Cette attitude de défi était un produit, selon les analystes, du soutien des États-Unis. Si Donald Trump a décidé de prendre ses distances et a qualifié le pays de « shithole », il a ignoré les appels lancés depuis 2019 pour que Jovenel Moïse démissionne.

Haïti peut-il être sauvé ?

Haïti est un pays qui reçoit chaque année des millions d’euros d’aide internationale, mais cela n’a fait qu’accroître son malheur. La communauté internationale, selon les organisations humanitaires, a donné au pays 13 milliards de dollars au cours des dix dernières années, mais personne ne sait où est passé cet argent.

De nombreuses voix dans le pays demandent que ce revenu soit coupé et qu’il contribue à la consolidation des réformes. « Depuis 2018, nous demandons des comptes », a déclaré au New York Times Emmanuela Douyon, une experte en politique haïtienne qui a témoigné devant le Congrès américain cette année, où elle a exhorté Washington à changer sa politique étrangère et sa stratégie d’aide envers Haïti.

« Nous avons besoin que la communauté internationale cesse d’imposer ce qu’elle pense être juste et qu’elle prenne mieux en compte le long terme et la stabilité », a déclaré M. Douyon dans une interview. Et elle a déclaré que l’aide devrait être conditionnée au nettoyage et à la réforme des institutions par leurs dirigeants.

Pour Miguel Gomis-Balestreri, professeur à l’école de relations internationales de l’université Javeriana, la première étape pour éviter que le pays ne tombe dans l’abîme est de retrouver la stabilité politique : « Il est essentiel que les élections prévues soient organisées, et pas seulement les élections présidentielles, mais aussi les élections législatives et locales. S’il n’y a pas de leadership politique capable de prendre les rênes en termes de politiques publiques, il sera difficile de lutter contre la corruption ou l’insécurité.

M. Gomis-Balestreri a ajouté que, même si la solution ne sera ni rapide ni claire, l’un des nombreux aspects à résoudre est la question de la sécurité. « Il est difficile de dire quelles sont les grandes priorités, mais ce qui est certain, c’est que s’il n’y a pas de sécurité, il n’y a pas d’investissement ou de stabilité économique », a-t-il déclaré.

**DONNÉES FOURNIES**
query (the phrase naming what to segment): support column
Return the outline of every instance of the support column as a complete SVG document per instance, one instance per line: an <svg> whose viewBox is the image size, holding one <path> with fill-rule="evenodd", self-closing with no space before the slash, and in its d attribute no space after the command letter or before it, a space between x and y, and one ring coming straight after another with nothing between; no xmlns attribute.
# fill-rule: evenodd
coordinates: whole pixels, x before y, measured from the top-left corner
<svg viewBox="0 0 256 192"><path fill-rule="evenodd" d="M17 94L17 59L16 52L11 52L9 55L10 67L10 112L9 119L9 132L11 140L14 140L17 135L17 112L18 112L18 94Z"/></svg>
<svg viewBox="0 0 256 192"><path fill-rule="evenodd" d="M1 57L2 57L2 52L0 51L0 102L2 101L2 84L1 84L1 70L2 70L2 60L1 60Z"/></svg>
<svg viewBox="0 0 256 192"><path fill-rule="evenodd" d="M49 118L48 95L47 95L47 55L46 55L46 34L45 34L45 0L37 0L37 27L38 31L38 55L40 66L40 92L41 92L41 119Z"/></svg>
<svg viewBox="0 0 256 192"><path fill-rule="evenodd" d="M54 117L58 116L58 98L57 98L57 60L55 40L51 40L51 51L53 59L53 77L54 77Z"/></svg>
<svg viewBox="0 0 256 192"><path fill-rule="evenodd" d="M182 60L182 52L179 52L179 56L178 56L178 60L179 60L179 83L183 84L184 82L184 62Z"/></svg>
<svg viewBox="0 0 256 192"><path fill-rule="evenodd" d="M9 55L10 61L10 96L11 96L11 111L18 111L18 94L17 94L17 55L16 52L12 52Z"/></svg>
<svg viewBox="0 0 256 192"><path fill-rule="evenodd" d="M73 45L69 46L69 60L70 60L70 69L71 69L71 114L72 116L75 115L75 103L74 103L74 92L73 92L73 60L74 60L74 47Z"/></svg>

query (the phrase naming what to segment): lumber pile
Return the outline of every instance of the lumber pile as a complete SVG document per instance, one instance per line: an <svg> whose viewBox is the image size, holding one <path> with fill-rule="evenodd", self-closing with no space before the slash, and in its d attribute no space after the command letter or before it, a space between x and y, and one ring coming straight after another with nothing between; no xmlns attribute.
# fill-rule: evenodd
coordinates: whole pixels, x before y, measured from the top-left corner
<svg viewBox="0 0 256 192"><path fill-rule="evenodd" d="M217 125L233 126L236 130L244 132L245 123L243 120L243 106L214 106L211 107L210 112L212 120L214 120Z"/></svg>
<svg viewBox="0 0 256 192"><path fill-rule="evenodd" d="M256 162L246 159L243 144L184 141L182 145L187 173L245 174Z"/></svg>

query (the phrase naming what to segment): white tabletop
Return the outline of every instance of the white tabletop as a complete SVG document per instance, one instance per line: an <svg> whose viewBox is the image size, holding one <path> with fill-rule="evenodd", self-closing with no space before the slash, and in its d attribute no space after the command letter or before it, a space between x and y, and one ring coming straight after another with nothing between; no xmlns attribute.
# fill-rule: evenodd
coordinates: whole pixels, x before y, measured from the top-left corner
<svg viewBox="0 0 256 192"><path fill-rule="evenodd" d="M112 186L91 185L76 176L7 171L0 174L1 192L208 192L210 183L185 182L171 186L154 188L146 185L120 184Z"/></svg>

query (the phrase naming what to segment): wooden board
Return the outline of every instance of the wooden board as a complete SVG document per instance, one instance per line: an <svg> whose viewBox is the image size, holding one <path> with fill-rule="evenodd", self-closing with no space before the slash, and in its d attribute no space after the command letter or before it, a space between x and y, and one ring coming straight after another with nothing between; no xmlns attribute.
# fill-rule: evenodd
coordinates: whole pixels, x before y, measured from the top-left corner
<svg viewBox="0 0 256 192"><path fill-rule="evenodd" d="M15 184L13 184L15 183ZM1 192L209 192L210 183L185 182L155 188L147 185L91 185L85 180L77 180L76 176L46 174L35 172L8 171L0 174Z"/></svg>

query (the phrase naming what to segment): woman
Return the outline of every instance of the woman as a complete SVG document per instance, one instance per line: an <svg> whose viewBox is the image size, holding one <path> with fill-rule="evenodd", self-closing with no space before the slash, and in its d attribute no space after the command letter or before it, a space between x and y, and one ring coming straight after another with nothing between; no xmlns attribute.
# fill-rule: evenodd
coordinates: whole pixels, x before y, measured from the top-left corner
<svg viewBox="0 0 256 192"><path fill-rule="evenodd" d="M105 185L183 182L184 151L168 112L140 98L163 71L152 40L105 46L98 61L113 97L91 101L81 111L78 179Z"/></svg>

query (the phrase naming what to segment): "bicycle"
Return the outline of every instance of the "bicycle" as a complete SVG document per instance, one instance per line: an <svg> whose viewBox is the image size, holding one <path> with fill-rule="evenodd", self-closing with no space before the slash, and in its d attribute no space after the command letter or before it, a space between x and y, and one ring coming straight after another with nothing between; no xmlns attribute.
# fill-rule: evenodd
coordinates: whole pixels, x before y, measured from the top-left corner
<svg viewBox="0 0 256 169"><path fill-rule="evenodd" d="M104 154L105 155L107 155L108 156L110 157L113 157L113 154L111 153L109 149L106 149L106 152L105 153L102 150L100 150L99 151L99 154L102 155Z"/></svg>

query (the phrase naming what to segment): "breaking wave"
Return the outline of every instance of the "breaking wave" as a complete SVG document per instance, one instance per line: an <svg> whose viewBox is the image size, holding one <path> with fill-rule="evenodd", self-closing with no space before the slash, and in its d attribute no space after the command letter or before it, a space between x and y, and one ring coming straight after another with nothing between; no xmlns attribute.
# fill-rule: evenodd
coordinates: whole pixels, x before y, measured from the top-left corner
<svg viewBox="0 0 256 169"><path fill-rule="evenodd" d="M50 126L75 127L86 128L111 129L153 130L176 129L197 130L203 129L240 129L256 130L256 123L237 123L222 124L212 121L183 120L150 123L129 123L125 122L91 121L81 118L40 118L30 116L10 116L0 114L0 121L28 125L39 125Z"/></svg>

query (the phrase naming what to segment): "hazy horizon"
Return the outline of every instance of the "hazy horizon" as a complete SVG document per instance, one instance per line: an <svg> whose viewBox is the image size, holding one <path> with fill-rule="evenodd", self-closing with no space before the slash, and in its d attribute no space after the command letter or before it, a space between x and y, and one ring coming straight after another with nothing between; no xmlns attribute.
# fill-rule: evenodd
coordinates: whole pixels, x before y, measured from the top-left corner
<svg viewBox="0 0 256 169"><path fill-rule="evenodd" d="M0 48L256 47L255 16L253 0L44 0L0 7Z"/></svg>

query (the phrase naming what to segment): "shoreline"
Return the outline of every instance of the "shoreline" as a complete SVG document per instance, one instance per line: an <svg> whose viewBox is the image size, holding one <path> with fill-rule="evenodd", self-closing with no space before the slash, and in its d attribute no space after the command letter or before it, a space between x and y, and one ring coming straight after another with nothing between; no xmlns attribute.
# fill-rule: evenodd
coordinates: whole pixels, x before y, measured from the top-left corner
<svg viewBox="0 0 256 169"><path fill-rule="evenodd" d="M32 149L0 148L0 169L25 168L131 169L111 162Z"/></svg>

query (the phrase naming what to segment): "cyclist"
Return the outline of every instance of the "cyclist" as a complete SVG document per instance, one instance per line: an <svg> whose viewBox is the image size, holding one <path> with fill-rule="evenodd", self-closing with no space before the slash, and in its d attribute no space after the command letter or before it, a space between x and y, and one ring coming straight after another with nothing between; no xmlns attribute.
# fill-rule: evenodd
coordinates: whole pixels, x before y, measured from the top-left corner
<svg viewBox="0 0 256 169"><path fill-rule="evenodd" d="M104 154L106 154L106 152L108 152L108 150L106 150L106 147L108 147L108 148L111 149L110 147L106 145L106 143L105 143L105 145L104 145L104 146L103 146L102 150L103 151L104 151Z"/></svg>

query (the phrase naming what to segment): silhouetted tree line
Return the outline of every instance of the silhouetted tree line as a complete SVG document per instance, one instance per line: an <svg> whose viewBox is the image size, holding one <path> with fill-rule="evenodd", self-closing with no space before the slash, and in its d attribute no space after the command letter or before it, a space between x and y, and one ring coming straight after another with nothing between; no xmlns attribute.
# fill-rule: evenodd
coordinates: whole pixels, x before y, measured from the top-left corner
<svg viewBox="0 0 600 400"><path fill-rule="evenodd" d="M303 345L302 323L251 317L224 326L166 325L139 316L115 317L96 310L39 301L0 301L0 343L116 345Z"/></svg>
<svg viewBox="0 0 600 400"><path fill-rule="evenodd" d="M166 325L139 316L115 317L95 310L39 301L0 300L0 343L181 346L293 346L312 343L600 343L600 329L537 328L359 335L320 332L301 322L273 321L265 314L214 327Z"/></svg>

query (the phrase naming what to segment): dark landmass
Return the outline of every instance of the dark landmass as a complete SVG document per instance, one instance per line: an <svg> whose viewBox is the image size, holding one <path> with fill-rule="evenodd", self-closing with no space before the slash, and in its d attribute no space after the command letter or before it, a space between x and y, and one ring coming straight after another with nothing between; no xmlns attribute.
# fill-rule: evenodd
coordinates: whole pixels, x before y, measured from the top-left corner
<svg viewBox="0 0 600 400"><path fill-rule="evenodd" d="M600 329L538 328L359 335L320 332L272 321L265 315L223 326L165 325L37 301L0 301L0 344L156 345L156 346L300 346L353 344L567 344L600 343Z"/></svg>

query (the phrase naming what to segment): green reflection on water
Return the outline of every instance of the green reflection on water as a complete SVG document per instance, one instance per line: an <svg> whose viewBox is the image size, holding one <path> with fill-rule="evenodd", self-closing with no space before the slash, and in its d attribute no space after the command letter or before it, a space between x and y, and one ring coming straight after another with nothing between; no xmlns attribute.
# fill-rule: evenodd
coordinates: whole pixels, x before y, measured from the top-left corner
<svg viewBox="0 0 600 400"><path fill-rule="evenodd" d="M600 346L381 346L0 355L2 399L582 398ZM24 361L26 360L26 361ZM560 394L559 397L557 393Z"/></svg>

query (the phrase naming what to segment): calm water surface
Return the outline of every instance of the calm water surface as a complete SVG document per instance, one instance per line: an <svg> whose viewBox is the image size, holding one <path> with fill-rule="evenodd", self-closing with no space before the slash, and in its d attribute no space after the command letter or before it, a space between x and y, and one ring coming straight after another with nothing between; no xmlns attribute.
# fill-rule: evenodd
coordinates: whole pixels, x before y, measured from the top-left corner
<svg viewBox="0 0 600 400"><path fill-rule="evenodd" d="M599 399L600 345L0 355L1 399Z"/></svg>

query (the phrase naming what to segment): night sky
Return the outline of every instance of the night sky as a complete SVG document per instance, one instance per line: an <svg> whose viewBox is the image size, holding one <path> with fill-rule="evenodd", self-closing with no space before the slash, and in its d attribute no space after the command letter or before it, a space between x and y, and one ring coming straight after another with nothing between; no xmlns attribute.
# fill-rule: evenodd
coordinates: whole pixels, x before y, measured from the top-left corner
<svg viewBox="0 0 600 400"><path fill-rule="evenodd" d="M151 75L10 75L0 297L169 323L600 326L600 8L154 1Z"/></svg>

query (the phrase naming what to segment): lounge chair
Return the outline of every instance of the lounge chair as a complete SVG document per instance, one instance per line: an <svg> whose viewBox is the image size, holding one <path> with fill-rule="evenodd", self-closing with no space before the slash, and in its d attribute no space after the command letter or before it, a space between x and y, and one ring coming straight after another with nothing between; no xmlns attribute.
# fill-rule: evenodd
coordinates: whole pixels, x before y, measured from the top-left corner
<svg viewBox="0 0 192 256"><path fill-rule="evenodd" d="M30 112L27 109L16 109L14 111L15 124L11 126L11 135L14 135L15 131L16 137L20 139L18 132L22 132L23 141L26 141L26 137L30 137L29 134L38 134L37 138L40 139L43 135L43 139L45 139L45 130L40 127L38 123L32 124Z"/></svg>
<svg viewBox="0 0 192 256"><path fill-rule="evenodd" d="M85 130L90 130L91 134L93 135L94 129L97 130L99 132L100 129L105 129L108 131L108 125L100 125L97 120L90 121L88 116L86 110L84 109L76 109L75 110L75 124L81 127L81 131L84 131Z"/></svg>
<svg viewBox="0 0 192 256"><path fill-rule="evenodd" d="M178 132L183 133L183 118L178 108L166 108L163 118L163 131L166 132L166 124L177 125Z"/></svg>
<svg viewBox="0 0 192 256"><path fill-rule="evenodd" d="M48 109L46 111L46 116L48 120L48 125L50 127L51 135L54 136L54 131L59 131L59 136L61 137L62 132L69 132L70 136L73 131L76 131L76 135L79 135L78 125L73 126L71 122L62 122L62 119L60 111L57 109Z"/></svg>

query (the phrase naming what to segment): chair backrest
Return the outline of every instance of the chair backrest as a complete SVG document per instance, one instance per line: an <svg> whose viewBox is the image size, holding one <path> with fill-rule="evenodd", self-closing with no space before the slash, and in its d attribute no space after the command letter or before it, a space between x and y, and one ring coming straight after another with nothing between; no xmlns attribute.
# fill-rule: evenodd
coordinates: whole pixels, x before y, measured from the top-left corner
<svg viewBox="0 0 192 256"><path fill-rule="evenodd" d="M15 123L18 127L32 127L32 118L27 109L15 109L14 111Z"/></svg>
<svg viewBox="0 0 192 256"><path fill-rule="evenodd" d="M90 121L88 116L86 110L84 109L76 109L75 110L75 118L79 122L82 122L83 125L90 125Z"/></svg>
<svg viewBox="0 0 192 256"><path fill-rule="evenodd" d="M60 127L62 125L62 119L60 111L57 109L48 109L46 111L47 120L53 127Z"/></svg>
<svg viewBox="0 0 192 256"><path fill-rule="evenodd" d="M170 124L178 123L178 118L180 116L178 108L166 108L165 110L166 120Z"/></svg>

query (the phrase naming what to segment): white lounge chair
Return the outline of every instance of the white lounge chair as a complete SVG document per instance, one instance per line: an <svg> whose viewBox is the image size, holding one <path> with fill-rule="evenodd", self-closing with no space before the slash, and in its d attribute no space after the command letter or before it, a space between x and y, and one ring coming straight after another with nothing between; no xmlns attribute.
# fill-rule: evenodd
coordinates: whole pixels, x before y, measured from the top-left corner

**CONSIGNE**
Reproduisez, s'il vous plaît, le passage du texte sur Haïti compris entre « Haïti peut-il être » et « passé cet argent. », ces deux segments inclus, sans rien y changer.

**CORRIGÉ**
Haïti peut-il être sauvé ?

Haïti est un pays qui reçoit chaque année des millions d’euros d’aide internationale, mais cela n’a fait qu’accroître son malheur. La communauté internationale, selon les organisations humanitaires, a donné au pays 13 milliards de dollars au cours des dix dernières années, mais personne ne sait où est passé cet argent.